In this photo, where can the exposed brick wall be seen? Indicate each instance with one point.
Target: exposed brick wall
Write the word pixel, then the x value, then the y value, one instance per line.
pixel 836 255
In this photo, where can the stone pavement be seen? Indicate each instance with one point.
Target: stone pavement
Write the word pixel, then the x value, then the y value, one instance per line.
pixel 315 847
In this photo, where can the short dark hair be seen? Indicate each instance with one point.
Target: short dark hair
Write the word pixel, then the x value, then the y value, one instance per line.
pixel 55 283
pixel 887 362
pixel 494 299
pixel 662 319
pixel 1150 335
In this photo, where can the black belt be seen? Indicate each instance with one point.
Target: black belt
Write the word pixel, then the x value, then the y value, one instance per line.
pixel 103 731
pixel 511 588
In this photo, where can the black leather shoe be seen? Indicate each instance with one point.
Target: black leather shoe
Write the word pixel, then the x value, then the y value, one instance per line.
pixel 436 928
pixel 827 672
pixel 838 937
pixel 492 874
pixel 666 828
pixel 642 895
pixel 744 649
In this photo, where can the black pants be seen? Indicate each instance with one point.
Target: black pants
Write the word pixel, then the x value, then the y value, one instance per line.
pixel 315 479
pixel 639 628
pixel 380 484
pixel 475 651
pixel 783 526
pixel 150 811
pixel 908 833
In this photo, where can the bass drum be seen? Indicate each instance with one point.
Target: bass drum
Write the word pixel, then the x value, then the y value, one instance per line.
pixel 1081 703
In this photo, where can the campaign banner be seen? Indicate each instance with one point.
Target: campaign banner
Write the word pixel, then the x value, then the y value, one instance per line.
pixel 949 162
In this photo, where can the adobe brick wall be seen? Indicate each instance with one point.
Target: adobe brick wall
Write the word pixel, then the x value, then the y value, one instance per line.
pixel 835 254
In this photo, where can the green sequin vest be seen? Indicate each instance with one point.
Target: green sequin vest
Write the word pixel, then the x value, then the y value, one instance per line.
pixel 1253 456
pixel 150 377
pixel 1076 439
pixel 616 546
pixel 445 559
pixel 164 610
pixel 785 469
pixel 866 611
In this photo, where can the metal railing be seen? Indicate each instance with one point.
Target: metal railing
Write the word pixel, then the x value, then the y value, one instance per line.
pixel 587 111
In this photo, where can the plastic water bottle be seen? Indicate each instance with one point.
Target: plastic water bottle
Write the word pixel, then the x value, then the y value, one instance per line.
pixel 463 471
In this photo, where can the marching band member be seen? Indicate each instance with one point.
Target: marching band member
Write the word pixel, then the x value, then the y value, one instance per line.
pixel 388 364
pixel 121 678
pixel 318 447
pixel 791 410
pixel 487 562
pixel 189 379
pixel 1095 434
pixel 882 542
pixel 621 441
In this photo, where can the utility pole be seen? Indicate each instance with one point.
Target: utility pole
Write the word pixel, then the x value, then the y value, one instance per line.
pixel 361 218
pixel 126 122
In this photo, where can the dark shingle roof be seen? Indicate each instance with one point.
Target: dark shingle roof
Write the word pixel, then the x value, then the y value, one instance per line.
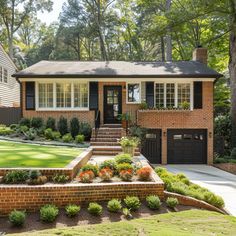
pixel 102 69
* * * * * * *
* [What is expected] Look above and repeat, character for character, the lines from the first one to the line with "Target: black belt", counting both.

* [Your solution]
In this photo, where can the exposed brick wall be seen? Indicate each instance with one point.
Target: exposed brick wall
Write the word pixel, then the x value, then the y value, one instance per line.
pixel 836 255
In this photo, where can the stone pavement be seen? Indicate each instance with one point.
Target: stone pavement
Write the word pixel, then the x value, then the y value, one instance per line.
pixel 315 847
In this photo, where can the short dark hair be seen? Indicate each instance with one point.
Target: short dark hair
Write the word pixel, then the x value, then the y value, one instance per line.
pixel 55 283
pixel 887 362
pixel 494 299
pixel 662 319
pixel 1150 335
In this photo, where can the black belt be seen? Indicate each instance with one point.
Target: black belt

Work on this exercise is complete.